Verilen görev ▸ Filistin direnişini konu alan metne göre direniş bu son savaşını hangi amaçla başlatmıştır?

Filistin’deki İslami direniş bu son destansı cihadıyla hem
birçok ilke vesile oldu hem de birçok şeytani plan ve projeyi akamete uğrattı.
Ayrıca kuşkuya yer bırakmayacak şekilde ümmetin en önemli vahdet paydası
olduğunu ispatladı.
Filistin direnişi bu son savaşını, cihadını Mescid-i Aksa ve
Kudüs’e sahip çıkmak, onları özgürlüğe kavuşturmak amacıyla başlattığı için bu
direniş ilk defa bütün ümmetin gözünde mutlak manada mukaddes bir cihat, dini
bir savaş hüviyetini kazandı. Artık herkes Filistin direnişinin İslami bir
cihat olduğunu, hak-batıl savaşı olduğunu, İslam’ın kutsallarını, kutsal
mekânlarını koruma ve kurtarma savaşı olduğunu kabul ediyor. Bu durum daha önce
bu kadar berrak değildi. Mezhepçi, ırkçı, ulus devletçi kesimler daha önce
Filistin direnişinin sadece Arapları, Filistinlileri ilgilendiren bir mücadele
olduğunu, bunun tüm Müslümanları ilgilendiren bir dava olmadığını iddia
ediyorlardı. Bu kesimler sus pus oldu. Ortalıktan çekildiler.

Sağlanan bilgiler ▸
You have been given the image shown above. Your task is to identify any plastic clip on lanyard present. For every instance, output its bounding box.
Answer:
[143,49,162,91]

Doğru sonuç ▸ Mescid-i Aksa ve Kudüs'e sahip çıkmak, onları özgürlüğe kavuşturmak amacıyla başlatmıştır.